A tool to identify faulty Prometheus rules

About

promcheck enables you to identify recording or alerting rules using missing metrics or wrong label matchers (e.g. because of exporter changes or human-errors).

promcheck validates Prometheus vector selectors and checks if they return a result value or not. As a basis for validation, promcheck uses Prometheus rule files, but it can also query rules directly from a running Prometheus instance. It scans the PromQL expression of each recording and alerting rule, takes the individual referenced selectors out of it and probes them against a remote Prometheus instance.

Overview

Installation

promcheck is available on Linux, OSX and Windows platforms. Binaries for Linux, Windows and Mac are available as tarballs in the release page.

You may also build promcheck from source (using Go 1.17+). In order to build promcheck from source you must:

  • Clone this repository
  • Run make build

Basic Usage

promcheck can be used in two different modes:

  • Validate rules from existing rule files (and export results in various formats)
◆ ◆ ◆ ◆
§ Objective: Summarize the promcheck text in three sentences.
◆ ◆ ◆ ◆
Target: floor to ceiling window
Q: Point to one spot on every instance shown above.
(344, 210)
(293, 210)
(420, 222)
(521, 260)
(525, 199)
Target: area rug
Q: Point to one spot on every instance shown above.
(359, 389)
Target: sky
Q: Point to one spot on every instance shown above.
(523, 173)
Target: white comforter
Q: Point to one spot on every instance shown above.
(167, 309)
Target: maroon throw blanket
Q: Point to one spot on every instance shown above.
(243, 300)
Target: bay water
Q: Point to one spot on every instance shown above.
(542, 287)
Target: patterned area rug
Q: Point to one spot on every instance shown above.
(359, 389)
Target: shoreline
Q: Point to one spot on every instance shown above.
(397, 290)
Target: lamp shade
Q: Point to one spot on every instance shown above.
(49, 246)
◆ ◆ ◆ ◆
§ Written response: promcheck identifies recording or alerting rules that use missing metrics or wrong label matchers by validating Prometheus vector selectors and checking whether they return a result value. It works from Prometheus rule files or queries rules directly from a running Prometheus instance, takes the referenced selectors out of each rule's PromQL expression, and probes them against a remote Prometheus instance. The tool is available on Linux, OSX and Windows, with binaries offered as tarballs on the release page, and it can also be built from source using Go 1.17+.